- _Exercise description_
From the records below, output exactly the lines running from the line containing "like point(298, 299)." through the line containing "like point(106, 9).", and no others.
##### Task inputs #####
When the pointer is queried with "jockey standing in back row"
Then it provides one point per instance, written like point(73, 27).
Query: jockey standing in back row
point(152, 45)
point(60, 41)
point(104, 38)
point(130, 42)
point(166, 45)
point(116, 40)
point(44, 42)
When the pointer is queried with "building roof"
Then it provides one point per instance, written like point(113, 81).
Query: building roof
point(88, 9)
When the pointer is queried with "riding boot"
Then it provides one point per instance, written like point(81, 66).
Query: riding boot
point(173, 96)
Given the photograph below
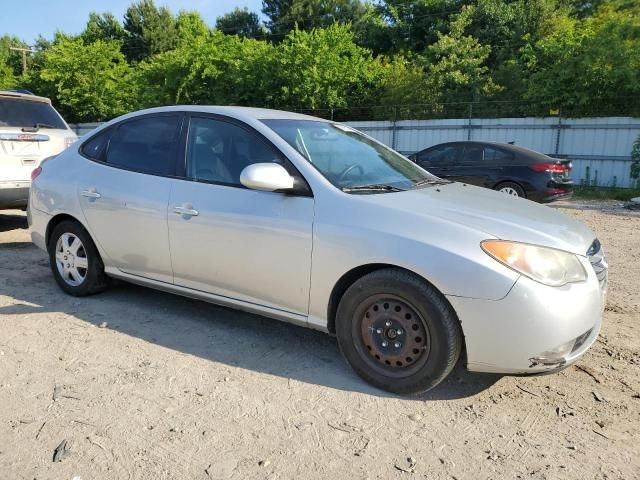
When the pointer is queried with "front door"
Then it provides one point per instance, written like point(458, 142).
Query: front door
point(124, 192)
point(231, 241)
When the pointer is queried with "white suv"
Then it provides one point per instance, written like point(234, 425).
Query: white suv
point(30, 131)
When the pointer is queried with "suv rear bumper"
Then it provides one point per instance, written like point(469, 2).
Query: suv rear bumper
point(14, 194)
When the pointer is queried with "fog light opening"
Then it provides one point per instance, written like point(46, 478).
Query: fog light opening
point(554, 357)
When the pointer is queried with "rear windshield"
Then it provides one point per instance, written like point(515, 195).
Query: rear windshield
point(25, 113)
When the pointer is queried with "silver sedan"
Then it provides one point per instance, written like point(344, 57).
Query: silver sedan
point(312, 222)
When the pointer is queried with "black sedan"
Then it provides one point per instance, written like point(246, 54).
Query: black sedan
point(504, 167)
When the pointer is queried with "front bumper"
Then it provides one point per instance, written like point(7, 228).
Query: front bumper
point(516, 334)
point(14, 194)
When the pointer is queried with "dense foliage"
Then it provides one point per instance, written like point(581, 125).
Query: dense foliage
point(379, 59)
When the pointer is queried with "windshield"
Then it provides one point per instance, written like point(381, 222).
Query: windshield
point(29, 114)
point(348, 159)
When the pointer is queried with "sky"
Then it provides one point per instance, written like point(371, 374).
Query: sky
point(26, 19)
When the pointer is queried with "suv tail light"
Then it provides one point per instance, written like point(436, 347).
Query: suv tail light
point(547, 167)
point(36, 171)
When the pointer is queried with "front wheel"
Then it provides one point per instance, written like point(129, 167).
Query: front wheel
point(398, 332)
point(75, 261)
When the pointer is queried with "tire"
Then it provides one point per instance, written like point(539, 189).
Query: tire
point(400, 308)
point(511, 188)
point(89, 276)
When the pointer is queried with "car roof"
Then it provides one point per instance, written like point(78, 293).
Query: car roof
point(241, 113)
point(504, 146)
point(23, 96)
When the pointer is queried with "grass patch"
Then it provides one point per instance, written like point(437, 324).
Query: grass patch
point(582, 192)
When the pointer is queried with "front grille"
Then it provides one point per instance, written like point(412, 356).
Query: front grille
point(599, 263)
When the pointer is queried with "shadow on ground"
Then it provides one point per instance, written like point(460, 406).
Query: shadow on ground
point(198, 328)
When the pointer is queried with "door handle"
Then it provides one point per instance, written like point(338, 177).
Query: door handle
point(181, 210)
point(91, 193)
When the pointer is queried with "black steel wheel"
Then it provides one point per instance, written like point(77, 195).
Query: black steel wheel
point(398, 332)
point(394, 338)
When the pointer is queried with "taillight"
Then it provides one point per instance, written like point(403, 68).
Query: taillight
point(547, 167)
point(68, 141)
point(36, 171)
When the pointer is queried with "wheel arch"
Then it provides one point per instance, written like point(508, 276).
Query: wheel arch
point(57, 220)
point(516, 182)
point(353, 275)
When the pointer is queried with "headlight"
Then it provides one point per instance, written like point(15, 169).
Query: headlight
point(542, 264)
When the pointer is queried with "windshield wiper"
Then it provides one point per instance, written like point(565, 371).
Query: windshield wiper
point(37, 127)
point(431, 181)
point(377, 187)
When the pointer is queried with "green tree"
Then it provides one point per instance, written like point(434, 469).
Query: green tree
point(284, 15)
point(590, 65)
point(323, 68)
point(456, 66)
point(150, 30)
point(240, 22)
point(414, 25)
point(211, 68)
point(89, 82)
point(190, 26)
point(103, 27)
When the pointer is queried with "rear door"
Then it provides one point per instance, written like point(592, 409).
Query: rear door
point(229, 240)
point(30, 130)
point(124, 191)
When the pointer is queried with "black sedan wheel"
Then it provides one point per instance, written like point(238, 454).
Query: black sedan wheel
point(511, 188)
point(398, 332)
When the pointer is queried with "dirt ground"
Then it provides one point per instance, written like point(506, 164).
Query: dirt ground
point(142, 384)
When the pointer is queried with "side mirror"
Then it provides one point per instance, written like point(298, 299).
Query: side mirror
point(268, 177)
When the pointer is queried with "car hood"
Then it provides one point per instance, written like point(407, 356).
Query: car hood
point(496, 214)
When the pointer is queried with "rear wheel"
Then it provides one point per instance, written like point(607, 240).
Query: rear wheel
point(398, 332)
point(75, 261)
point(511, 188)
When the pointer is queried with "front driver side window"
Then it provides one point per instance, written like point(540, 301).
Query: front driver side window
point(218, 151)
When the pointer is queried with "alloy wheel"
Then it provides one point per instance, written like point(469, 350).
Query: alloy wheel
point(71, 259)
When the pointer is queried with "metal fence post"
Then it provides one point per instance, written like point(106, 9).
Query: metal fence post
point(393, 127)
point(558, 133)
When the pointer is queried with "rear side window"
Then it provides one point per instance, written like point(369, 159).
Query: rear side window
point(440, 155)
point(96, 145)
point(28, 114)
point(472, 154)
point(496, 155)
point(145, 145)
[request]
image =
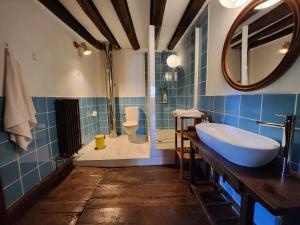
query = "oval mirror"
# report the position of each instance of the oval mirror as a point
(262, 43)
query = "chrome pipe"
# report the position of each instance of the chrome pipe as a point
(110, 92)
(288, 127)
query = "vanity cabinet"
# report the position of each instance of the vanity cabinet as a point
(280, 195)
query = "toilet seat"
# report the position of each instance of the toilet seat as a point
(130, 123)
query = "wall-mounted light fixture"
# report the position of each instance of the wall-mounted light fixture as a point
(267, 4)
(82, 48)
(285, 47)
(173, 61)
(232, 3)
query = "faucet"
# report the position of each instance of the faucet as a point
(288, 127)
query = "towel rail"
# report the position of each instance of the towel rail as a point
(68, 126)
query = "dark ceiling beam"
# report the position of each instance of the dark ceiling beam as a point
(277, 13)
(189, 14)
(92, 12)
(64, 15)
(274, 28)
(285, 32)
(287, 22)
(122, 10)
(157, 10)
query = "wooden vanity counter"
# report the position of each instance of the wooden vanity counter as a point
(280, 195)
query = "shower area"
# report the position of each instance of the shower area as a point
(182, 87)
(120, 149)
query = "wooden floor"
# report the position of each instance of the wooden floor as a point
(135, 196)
#####
##### Task inputs #####
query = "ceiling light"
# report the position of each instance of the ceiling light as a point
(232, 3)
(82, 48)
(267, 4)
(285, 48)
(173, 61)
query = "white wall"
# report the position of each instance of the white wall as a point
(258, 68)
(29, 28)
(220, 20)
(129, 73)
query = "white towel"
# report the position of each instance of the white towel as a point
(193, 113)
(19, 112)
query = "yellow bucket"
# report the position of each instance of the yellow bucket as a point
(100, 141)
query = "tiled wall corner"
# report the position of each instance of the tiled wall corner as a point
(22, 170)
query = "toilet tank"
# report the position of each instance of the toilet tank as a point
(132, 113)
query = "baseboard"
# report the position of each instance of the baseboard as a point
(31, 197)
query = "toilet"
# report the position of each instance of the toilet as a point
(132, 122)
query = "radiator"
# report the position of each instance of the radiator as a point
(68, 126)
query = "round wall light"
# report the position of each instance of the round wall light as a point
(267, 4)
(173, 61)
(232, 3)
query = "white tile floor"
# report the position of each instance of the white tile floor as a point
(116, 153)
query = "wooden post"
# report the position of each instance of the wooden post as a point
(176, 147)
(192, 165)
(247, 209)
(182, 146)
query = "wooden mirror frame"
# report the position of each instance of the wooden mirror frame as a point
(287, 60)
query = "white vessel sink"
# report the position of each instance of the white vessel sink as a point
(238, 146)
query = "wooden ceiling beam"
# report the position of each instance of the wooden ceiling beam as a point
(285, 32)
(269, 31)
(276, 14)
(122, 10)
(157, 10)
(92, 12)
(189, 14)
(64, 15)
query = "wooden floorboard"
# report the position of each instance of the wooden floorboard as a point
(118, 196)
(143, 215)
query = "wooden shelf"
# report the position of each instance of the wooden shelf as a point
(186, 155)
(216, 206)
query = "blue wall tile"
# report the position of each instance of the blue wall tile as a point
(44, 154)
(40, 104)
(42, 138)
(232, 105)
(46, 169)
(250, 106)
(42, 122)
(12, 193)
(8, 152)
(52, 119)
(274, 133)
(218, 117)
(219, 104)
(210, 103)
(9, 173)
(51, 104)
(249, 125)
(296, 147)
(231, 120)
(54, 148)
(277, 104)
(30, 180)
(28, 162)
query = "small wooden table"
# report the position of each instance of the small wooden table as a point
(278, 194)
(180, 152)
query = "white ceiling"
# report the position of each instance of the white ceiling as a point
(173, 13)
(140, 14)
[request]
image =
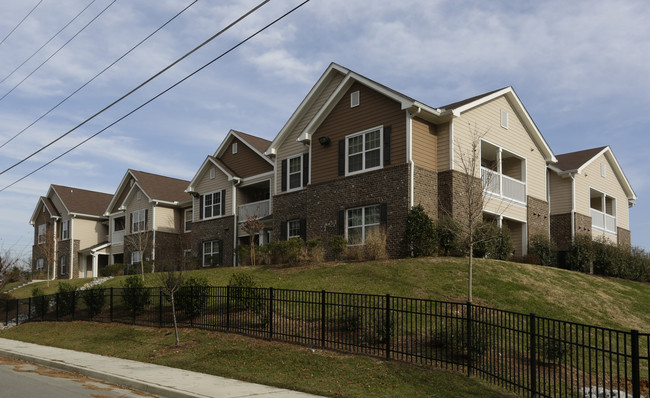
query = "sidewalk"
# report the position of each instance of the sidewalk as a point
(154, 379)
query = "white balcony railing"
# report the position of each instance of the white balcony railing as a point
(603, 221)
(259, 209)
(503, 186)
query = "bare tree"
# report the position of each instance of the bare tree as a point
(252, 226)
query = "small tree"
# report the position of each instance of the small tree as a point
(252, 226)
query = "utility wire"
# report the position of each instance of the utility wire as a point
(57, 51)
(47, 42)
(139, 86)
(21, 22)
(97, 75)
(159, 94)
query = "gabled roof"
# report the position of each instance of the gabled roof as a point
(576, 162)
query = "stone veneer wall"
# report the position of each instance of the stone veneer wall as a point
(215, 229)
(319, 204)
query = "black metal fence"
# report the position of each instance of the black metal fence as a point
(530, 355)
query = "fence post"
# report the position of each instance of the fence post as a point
#####
##### Task inputs #####
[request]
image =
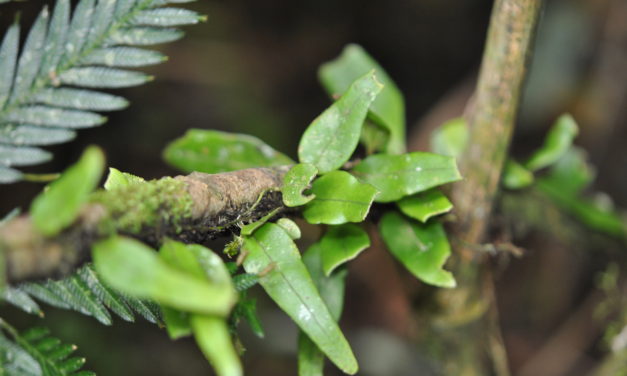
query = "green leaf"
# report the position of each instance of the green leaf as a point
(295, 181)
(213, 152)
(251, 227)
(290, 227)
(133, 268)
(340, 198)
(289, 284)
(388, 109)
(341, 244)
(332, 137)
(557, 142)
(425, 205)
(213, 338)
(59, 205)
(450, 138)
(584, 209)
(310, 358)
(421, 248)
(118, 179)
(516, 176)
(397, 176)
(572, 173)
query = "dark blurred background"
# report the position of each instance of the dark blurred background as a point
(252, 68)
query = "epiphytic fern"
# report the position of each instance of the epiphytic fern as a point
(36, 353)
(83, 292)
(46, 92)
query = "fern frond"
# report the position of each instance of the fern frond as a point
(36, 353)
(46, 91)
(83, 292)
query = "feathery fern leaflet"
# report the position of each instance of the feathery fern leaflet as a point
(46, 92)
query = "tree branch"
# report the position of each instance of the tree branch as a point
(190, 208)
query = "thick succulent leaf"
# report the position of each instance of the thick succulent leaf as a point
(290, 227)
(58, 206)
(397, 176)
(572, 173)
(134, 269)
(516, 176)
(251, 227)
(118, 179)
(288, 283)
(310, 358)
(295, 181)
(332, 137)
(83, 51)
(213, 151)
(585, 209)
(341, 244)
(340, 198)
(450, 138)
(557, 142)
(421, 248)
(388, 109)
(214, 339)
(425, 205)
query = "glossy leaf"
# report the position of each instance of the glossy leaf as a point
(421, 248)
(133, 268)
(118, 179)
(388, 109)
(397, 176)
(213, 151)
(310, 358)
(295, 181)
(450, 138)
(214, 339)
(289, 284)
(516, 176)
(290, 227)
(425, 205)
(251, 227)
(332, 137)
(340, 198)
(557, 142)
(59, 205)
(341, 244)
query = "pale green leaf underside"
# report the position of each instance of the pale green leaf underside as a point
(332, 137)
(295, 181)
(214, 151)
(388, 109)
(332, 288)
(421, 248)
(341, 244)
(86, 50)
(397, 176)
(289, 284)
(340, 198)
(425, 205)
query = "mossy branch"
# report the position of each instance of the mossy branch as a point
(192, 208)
#####
- _Result for this task_
Then it provides one point per instance, written like point(298, 299).
Query: side mirror
point(268, 177)
When the pointer is queried with "car hood"
Then it provides one point per instance, written like point(407, 356).
Query: car hood
point(496, 214)
When the pointer is queried with "rear wheel"
Then it provides one point per instance, written like point(607, 240).
Query: rear wheel
point(398, 332)
point(75, 261)
point(511, 188)
When the pointer is queried with "front driver side window"
Then it provides one point per instance, written like point(540, 301).
Query: front driver side window
point(218, 151)
When the pointer is queried with "alloy wheel"
Then it provides one point per instance, written like point(469, 350).
Query: alloy wheel
point(71, 259)
When the pointer is queried with "metal fence post"
Then it provides one point per instance, written like point(106, 9).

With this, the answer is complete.